══ Source text ══
Someone once asked me why Dutch folks never wear helmets when they’re on a bicycle, and after much deliberation and a long conversation about that, we came to the conclusion that when Odin created the Dutch, he created each and every one of them with a bicycle.
The Dutch are so obsessed with bicycles that they can ride them drunk, high, and even in a high-speed chase. Most Dutch folks even have more than one bike — one old and rusty one for running everyday errands, and another new and expensive one for outings, work, etc.
With 22 million bicycles for 17 million inhabitants, 32,000 kilometers of bicycle lanes, and the largest bicycle parking facilities in the world, the Netherlands could absolutely claim to be the world’s number one cycling country.
How did we get here?
The two-wheeler has become an indispensable means of transport in our country, and while the flat Dutch landscape may have something to do with it, one still has to ask how we came to be a cycling country in the first place.
The truth is that the Netherlands has not always been a cycling country. In the 19th century, Great Britain, Belgium, and Germany had more citizens with bicycles than we did. So how did the Netherlands become the country of bikes that it is today? Let’s take a historic trip down the Dutch bicycle lane.
Cycling in the 19th and 20th century
The first (velocipede) bicycles came to the Netherlands around 1820. Unfortunately, they weren’t a huge success, surviving mainly as an eccentric hobby for rich people.
Throughout most of the 19th century, cycling was mostly popular among the young and wealthy and was seen as a leisure time activity — mostly for daredevils. At the time, it wasn’t a means of transportation just yet.
It was only when the penny-farthing (also known as high-wheel) bicycle came to the Netherlands in the 1870s that bicycles became more visible on the streets. However, compared to countries such as Great Britain, Belgium, and Germany, the bicycle was still relatively unpopular in the Netherlands at the end of the 19th century.
═══
══ Material provided ══
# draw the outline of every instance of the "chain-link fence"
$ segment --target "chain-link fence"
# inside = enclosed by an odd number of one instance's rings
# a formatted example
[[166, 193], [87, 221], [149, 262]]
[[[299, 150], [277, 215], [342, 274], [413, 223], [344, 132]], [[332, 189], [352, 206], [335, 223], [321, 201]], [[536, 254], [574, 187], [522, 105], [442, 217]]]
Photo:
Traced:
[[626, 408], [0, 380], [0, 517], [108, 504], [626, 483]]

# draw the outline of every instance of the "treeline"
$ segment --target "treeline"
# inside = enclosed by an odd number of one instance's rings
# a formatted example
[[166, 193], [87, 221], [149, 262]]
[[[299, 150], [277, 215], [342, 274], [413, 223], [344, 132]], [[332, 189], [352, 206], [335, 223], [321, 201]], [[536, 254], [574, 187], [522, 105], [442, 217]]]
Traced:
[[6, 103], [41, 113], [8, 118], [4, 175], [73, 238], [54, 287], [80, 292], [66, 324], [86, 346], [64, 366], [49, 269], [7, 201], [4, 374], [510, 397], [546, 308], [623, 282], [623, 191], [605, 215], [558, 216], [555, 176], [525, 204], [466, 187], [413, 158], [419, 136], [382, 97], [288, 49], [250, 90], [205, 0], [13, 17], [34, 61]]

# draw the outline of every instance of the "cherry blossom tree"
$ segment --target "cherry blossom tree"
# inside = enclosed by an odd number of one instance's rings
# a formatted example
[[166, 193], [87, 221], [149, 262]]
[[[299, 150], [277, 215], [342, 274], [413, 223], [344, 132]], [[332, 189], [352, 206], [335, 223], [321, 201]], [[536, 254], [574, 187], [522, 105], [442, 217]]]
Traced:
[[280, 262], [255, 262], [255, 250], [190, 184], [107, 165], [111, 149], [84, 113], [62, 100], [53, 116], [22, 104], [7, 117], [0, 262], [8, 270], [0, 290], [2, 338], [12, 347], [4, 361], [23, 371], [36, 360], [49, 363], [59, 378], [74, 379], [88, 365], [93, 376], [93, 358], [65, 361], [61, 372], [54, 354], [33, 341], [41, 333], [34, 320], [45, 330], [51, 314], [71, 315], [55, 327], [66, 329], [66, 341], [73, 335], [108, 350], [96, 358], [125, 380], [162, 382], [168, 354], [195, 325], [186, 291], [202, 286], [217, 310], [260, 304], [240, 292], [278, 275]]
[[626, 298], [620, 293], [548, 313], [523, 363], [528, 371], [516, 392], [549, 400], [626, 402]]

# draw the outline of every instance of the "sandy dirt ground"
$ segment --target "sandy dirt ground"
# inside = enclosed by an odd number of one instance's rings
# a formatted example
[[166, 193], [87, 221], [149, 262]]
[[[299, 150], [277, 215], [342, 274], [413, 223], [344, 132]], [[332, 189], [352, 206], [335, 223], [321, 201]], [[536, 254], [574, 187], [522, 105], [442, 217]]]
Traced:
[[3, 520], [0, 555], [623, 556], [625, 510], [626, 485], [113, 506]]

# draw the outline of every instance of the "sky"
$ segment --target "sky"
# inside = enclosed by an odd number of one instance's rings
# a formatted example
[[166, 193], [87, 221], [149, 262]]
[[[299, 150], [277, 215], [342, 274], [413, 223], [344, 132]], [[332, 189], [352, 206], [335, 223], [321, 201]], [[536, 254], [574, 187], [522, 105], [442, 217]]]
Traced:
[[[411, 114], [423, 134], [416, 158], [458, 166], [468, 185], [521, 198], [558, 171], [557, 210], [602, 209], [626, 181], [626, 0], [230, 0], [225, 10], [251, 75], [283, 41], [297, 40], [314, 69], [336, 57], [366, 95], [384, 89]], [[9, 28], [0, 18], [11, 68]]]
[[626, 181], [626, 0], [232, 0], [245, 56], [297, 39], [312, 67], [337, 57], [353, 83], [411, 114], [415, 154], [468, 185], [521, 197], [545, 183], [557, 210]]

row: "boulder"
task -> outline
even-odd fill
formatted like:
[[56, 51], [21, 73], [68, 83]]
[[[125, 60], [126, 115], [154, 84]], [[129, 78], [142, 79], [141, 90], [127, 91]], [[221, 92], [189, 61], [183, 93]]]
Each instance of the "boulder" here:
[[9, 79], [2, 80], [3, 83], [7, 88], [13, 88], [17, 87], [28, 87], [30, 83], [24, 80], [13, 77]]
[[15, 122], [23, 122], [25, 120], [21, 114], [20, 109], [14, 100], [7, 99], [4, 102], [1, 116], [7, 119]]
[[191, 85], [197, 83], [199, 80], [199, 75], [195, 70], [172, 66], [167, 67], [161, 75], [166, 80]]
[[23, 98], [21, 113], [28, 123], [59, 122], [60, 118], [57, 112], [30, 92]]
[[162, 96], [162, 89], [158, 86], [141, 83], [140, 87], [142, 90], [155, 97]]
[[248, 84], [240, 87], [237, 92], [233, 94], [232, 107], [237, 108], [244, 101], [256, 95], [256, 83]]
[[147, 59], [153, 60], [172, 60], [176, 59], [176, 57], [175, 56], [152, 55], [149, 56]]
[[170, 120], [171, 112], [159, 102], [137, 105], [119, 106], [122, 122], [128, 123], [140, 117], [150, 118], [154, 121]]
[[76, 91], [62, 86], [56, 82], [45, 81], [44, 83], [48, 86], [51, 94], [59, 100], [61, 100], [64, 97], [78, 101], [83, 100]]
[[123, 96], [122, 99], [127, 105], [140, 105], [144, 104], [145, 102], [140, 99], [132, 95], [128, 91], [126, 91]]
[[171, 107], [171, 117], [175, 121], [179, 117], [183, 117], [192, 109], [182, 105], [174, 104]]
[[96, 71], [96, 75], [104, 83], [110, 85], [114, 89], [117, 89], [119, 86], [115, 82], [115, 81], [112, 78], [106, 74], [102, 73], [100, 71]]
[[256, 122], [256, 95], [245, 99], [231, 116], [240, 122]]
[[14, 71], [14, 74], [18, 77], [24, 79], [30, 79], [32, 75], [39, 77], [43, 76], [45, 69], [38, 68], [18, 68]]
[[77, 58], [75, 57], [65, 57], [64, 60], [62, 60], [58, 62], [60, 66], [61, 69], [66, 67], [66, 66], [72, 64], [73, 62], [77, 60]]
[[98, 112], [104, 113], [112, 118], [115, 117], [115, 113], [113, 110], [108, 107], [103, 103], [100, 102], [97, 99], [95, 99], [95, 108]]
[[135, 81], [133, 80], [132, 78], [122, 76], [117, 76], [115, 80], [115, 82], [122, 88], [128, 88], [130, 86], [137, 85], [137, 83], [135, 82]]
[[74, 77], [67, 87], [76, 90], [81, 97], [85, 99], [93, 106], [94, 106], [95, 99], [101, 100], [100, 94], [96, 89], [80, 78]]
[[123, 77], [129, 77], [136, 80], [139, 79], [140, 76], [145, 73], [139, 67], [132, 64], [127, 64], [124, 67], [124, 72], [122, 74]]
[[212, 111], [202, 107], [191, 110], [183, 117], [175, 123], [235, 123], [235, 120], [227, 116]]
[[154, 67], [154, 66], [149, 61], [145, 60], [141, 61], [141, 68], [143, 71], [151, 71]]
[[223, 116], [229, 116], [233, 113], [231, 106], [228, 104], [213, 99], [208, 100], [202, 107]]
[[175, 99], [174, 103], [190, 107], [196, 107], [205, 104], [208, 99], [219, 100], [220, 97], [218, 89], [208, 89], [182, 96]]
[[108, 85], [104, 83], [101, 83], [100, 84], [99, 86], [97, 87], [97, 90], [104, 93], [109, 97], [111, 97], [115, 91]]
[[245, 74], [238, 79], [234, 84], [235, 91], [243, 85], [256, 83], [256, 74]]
═══
**Requests:**
1. According to the text on Dutch cycling, around what year did the first velocipede bicycles arrive in the Netherlands?
2. Identify every line of the records in which the word "outline" occurs, and copy each such line.

**Answer list:**
1. Around 1820.

2.
# draw the outline of every instance of the "chain-link fence"
# draw the outline of every instance of the "treeline"
# draw the outline of every instance of the "cherry blossom tree"
# draw the outline of every instance of the "sandy dirt ground"
# draw the outline of every instance of the "sky"
task -> outline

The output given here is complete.